### Goal
Copy the rows below word for word, beginning at the line that has "point: bulldozer blade" and continuing through the last line of the rows.

[Dataset excerpts on object pointing]
□ □ □ □ □
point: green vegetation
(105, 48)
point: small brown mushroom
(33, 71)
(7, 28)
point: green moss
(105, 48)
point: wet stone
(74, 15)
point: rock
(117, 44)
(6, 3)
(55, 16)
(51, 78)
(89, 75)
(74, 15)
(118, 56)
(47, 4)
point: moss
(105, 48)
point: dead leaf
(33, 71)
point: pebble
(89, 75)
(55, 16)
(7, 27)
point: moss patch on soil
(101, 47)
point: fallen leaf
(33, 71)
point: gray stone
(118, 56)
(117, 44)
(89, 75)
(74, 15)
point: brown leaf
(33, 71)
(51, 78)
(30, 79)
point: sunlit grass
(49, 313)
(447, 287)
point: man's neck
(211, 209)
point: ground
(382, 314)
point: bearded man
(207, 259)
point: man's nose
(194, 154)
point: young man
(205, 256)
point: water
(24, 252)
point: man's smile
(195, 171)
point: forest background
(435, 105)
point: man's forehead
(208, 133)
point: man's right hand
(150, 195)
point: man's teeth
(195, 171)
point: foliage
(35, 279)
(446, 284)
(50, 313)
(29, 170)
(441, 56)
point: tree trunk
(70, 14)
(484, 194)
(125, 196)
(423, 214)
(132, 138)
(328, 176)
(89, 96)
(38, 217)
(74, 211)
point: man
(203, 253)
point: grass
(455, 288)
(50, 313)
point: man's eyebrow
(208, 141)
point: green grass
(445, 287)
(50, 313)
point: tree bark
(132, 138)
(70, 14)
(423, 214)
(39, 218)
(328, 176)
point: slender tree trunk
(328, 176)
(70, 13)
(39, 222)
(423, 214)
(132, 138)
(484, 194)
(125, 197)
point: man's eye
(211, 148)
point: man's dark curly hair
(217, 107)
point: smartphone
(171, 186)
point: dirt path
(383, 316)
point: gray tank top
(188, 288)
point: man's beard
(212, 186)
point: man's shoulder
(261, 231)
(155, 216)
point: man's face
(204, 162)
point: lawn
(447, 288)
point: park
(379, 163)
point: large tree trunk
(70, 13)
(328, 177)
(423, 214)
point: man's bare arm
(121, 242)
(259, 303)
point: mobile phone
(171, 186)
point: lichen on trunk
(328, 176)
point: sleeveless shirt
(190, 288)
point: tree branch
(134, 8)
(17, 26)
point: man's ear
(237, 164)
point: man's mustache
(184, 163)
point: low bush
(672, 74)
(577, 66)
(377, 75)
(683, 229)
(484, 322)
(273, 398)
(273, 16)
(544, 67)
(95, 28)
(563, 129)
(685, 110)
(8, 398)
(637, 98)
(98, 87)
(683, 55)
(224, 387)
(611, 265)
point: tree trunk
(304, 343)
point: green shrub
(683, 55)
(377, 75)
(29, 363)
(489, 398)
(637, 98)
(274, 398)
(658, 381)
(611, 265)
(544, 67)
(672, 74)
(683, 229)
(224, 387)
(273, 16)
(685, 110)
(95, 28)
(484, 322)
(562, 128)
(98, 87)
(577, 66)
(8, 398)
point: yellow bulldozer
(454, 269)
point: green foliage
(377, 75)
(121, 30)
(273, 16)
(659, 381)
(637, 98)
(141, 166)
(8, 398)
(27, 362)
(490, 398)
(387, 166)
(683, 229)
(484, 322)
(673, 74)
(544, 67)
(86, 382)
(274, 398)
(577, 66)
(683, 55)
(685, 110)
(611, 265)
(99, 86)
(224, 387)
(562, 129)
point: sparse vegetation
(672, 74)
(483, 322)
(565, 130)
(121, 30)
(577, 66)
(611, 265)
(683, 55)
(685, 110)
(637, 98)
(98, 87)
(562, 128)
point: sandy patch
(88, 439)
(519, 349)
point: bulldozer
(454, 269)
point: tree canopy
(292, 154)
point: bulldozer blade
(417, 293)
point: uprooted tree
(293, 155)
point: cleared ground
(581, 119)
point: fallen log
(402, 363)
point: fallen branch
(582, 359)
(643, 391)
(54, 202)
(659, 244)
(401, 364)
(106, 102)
□ □ □ □ □
### The response
point: bulldozer blade
(417, 293)
point: uprooted tree
(293, 155)
point: cleared ground
(581, 119)
point: fallen log
(402, 363)
point: fallen branch
(582, 359)
(643, 391)
(54, 202)
(659, 244)
(401, 364)
(106, 102)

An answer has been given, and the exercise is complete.